Collected data entries:
· · ·

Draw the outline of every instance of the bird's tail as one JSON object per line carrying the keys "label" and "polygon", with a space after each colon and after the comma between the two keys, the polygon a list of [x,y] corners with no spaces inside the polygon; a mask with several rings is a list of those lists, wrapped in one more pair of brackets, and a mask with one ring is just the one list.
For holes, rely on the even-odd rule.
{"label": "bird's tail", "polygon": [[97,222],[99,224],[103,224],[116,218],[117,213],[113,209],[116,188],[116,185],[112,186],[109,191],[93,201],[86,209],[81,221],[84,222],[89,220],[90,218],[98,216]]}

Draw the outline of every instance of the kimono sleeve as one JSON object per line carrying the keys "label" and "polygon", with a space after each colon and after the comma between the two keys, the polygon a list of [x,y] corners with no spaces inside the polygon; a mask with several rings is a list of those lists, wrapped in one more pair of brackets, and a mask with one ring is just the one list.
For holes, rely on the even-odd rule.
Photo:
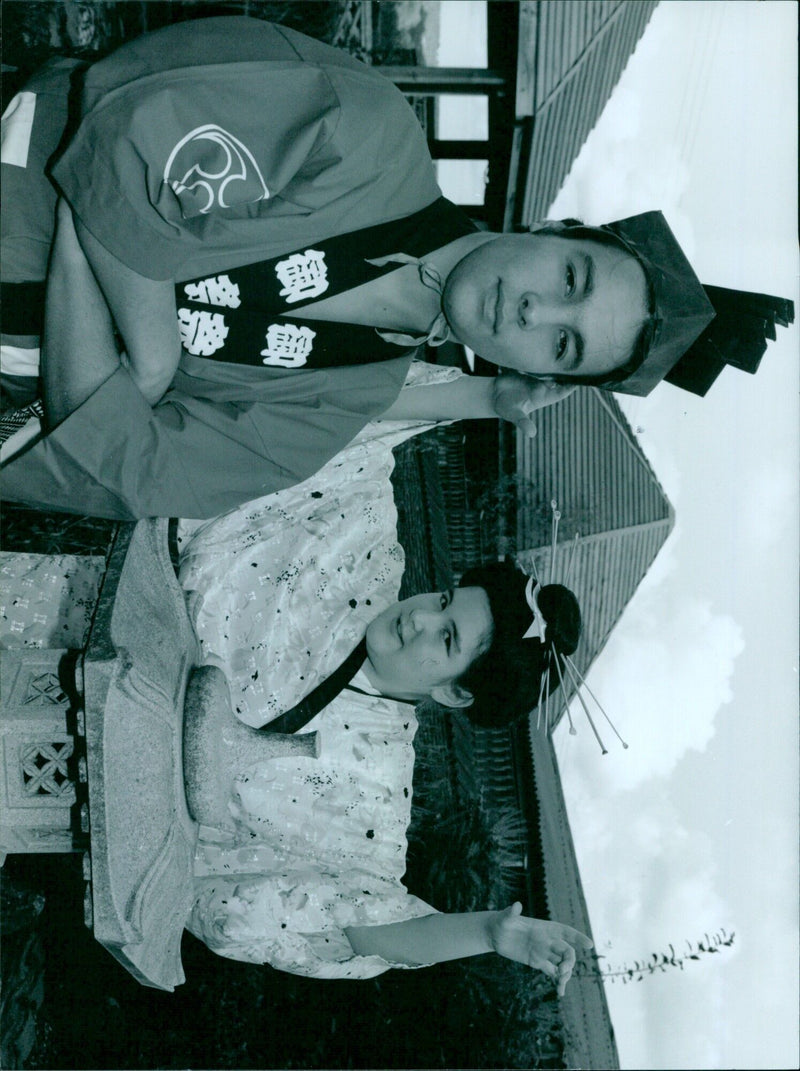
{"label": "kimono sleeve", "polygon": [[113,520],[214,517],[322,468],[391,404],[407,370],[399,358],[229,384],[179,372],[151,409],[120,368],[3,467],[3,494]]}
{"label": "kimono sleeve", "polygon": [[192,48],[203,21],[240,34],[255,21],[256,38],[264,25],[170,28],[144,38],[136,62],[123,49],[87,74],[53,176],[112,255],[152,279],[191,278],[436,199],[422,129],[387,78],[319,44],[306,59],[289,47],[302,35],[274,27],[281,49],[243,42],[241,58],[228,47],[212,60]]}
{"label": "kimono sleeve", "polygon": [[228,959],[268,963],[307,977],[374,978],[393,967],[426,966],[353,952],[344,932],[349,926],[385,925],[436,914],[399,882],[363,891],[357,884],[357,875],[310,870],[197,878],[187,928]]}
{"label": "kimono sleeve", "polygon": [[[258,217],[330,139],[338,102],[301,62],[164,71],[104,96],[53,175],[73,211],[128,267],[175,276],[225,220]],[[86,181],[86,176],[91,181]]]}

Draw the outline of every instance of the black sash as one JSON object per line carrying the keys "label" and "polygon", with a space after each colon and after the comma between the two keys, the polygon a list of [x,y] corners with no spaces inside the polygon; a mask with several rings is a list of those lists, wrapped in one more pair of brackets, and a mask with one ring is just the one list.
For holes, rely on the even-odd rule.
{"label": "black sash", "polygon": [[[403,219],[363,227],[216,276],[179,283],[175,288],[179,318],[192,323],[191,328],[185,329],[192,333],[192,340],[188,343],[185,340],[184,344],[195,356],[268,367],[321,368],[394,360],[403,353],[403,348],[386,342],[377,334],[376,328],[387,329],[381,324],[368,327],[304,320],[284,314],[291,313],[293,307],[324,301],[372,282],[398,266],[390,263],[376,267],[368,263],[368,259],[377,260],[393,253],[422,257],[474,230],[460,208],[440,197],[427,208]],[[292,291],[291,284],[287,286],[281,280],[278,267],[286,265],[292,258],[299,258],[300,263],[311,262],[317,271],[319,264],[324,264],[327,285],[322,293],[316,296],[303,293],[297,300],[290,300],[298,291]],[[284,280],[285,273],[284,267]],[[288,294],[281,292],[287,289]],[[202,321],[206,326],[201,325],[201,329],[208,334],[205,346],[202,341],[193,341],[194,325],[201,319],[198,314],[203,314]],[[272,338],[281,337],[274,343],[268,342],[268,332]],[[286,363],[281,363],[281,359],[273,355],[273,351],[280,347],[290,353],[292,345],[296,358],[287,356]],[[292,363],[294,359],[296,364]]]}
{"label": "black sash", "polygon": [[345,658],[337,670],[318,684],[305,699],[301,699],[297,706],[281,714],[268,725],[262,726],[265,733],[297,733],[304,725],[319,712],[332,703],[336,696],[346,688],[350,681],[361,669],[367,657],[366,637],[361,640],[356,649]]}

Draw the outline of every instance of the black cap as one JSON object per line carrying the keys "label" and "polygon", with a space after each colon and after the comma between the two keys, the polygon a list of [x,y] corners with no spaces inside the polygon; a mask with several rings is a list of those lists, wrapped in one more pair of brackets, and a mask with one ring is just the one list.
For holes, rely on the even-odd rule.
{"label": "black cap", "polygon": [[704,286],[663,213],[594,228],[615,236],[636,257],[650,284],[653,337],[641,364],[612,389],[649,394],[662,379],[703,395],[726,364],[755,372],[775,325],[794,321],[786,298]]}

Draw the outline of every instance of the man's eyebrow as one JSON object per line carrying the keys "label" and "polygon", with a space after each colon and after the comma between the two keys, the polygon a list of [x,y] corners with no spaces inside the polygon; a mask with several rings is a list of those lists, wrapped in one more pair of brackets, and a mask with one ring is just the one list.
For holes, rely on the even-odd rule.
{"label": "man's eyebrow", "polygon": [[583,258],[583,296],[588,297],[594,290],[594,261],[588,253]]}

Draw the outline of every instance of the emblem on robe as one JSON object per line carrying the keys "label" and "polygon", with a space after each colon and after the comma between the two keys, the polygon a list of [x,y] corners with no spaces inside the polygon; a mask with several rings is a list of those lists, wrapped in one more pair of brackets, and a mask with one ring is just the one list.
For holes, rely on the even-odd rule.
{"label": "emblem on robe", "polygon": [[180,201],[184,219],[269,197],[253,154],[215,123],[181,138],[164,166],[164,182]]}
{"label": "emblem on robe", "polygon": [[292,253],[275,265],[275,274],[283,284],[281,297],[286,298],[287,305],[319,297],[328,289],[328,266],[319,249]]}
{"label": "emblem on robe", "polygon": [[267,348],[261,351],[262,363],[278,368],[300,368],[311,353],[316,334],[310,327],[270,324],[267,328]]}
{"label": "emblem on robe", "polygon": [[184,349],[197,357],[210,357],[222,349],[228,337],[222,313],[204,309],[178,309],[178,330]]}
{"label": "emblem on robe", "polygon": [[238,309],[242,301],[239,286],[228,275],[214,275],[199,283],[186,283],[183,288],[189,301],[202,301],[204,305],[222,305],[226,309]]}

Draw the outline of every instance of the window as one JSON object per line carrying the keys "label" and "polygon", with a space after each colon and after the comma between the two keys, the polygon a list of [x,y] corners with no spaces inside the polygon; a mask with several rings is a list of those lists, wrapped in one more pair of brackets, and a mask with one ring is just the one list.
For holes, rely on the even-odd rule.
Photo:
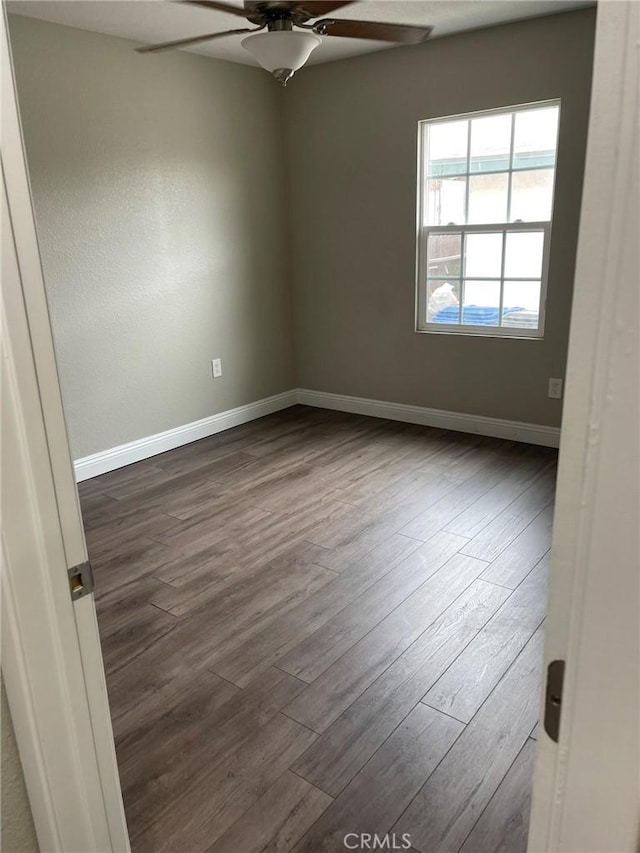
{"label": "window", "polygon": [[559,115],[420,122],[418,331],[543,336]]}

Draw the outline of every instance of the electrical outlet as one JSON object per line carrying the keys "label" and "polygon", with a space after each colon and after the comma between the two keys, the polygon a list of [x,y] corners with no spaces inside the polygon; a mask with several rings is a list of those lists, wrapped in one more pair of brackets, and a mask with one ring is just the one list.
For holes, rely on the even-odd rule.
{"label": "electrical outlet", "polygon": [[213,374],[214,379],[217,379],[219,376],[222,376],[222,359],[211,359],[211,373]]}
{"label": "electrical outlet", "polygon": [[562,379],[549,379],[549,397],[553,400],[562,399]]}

· · ·

What is expected: Copy out the preceding entries without a single change, leaving out the pictures.

Answer for this exercise:
Draw the outline of every instance of the bird's tail as one JSON object per line carrying the keys "label" and "polygon", with a space after each colon and after the comma between the two keys, the polygon a list of [x,y] corners with no spaces inside the polygon; a mask with several rings is a list of those lists, wrapped in one more pair of brackets, and a mask with one ring is just the one list.
For holes, rely on the even-odd rule.
{"label": "bird's tail", "polygon": [[97,222],[99,224],[103,224],[116,218],[117,213],[113,209],[116,188],[116,185],[112,186],[109,191],[93,201],[86,209],[81,221],[84,222],[89,220],[90,218],[98,216]]}

Draw the outline of every instance of the kimono sleeve as one JSON object per line carrying the keys "label" and "polygon", with a space after each colon and after the comma between the two keys, the polygon a list of [x,y] corners with no spaces inside the polygon; a mask with several rings is a list of those lists, wrapped in one more pair of brackets, and a mask with one ring is just the one list.
For holes, rely on the even-odd rule.
Photo:
{"label": "kimono sleeve", "polygon": [[113,520],[214,517],[322,468],[391,404],[407,370],[399,358],[229,384],[179,372],[151,409],[120,368],[3,467],[3,494]]}
{"label": "kimono sleeve", "polygon": [[192,48],[203,21],[240,34],[255,21],[256,38],[264,25],[170,28],[144,38],[136,62],[123,49],[87,74],[53,176],[112,255],[152,279],[191,278],[436,199],[422,129],[387,78],[319,44],[306,59],[289,47],[302,35],[274,27],[281,49],[243,42],[241,58],[228,47],[212,60]]}
{"label": "kimono sleeve", "polygon": [[228,959],[268,963],[307,977],[374,978],[393,967],[426,966],[353,952],[344,932],[349,926],[385,925],[436,914],[399,882],[363,891],[357,884],[357,875],[310,870],[197,878],[187,928]]}
{"label": "kimono sleeve", "polygon": [[[258,217],[330,139],[338,102],[301,62],[164,71],[104,96],[53,175],[73,211],[128,267],[175,276],[225,220]],[[86,181],[86,176],[91,181]]]}

Draw the outline of every instance of the black sash as one JSON object per line carrying the keys "label" and "polygon", with a space after each colon and after the comma between the two keys, the polygon a list of [x,y] corners with no spaces inside the polygon; a mask with several rings is a list of those lists, wrapped in one more pair of brackets, and a mask with one ring is just the one list.
For holes, rely on the even-odd rule.
{"label": "black sash", "polygon": [[[403,219],[363,227],[216,276],[179,283],[175,288],[179,318],[192,323],[191,328],[185,329],[192,333],[192,340],[188,343],[185,340],[184,344],[195,356],[268,367],[321,368],[394,360],[403,353],[403,348],[386,342],[377,334],[376,328],[387,329],[381,324],[368,327],[304,320],[284,314],[291,313],[293,307],[324,301],[372,282],[398,266],[390,263],[376,267],[368,263],[368,259],[377,260],[393,253],[422,257],[474,230],[460,208],[440,197],[427,208]],[[292,291],[291,284],[287,286],[281,280],[278,267],[286,265],[292,258],[299,258],[300,263],[311,262],[317,271],[319,264],[324,264],[327,285],[322,293],[316,296],[303,293],[297,300],[290,300],[298,291]],[[284,280],[285,273],[284,267]],[[288,294],[281,292],[287,289]],[[202,321],[206,326],[201,325],[201,329],[208,334],[205,346],[202,341],[193,341],[194,325],[201,319],[198,314],[203,314]],[[272,338],[281,337],[274,343],[268,342],[268,332]],[[286,363],[281,363],[281,359],[273,355],[273,351],[280,347],[290,353],[292,345],[296,358],[287,356]],[[292,363],[294,359],[296,364]]]}
{"label": "black sash", "polygon": [[345,658],[337,670],[318,684],[305,699],[301,699],[297,706],[281,714],[268,725],[262,726],[265,733],[297,733],[304,725],[319,712],[332,703],[336,696],[346,688],[350,681],[361,669],[367,657],[366,637],[361,640],[356,649]]}

Draw the outline of every instance of the black cap as one JSON object per line carrying the keys "label" and "polygon", with a space after each colon and after the comma between the two keys, the polygon a list of [x,y] corners with no spaces inside the polygon; a mask with several rings is a list of those lists, wrapped in one more pair of brackets, and a mask with one ring is just the one list.
For holes, rely on the even-odd rule.
{"label": "black cap", "polygon": [[704,286],[663,213],[594,228],[615,236],[636,257],[650,284],[653,337],[641,364],[612,389],[649,394],[662,379],[703,395],[726,364],[755,372],[775,325],[794,321],[786,298]]}

Draw the outline of every instance of the man's eyebrow as one JSON object per line carrying the keys "label" and "polygon", with a space after each colon and after the comma between the two keys, the polygon a list of [x,y] corners with no spaces inside the polygon; a mask with several rings is a list of those lists, wrapped in one more pair of brackets, and a mask with one ring is just the one list.
For holes, rely on the even-odd rule.
{"label": "man's eyebrow", "polygon": [[583,258],[583,296],[588,297],[594,290],[594,261],[588,253]]}

Draw the outline of every instance of the emblem on robe as one JSON object per line carrying the keys "label" and "polygon", with a space after each colon and after the comma between the two keys, the polygon a list of [x,y] corners with no spaces inside the polygon; a mask with several rings is a list of those lists, wrapped in one more pair of brackets, and a mask with one ring is just the one list.
For holes, rely on the even-odd rule.
{"label": "emblem on robe", "polygon": [[180,201],[184,219],[269,197],[253,154],[215,123],[181,138],[164,166],[164,182]]}
{"label": "emblem on robe", "polygon": [[292,253],[275,265],[275,274],[283,284],[281,297],[286,298],[287,305],[319,297],[328,289],[328,266],[319,249]]}
{"label": "emblem on robe", "polygon": [[267,348],[261,351],[262,363],[278,368],[300,368],[311,353],[316,334],[310,327],[270,324],[267,328]]}
{"label": "emblem on robe", "polygon": [[184,349],[197,357],[210,357],[222,349],[228,337],[222,313],[204,309],[178,309],[178,330]]}
{"label": "emblem on robe", "polygon": [[238,309],[242,301],[239,286],[228,275],[214,275],[199,283],[186,283],[183,288],[189,301],[202,301],[204,305],[222,305],[226,309]]}

Draw the outline of every instance of the window as one JSON object per line carrying the keys "label" and "polygon", with a space after each colon and after the comma between the two keys, the polygon a list of [x,y] corners with no spaces inside the polygon; a mask with several rings is a list of those lists, wrapped in one more pair of brackets, and a mask with one ring is just the one list.
For holes, rely on the even-odd rule.
Photo:
{"label": "window", "polygon": [[559,115],[420,122],[418,331],[543,336]]}

Draw the outline of every instance of the electrical outlet as one JSON object per line carrying the keys "label" and "polygon", with a space after each colon and after the comma between the two keys, the polygon a list of [x,y] corners with no spaces inside the polygon; a mask with several rings is a list of those lists, wrapped in one more pair of brackets, and a mask with one ring is just the one list.
For holes, rely on the even-odd rule.
{"label": "electrical outlet", "polygon": [[213,374],[214,379],[217,379],[219,376],[222,376],[222,359],[211,359],[211,373]]}
{"label": "electrical outlet", "polygon": [[562,379],[549,379],[549,397],[553,400],[562,399]]}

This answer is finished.